Your instructions: Reproduce every one of the records below verbatim, line for line, with no changes.

%%

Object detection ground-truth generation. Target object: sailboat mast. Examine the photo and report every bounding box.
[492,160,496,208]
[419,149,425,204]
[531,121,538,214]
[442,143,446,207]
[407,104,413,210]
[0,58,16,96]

%%

Answer to this exercise:
Object detection ground-truth generation. Target object: sailboat mast. Examine the photo and report every bounding box.
[492,160,496,208]
[419,149,425,204]
[531,121,538,214]
[442,143,446,207]
[407,104,413,210]
[0,58,16,96]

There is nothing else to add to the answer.